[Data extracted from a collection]
============

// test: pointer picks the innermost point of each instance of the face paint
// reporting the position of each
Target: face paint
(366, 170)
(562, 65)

============

--- What needs to be done ---
Exact copies of the lines from the one holding "position of each" through the last line above, and only those, make up the answer.

--- Your response ---
// reporting the position of each
Target: face paint
(366, 170)
(562, 65)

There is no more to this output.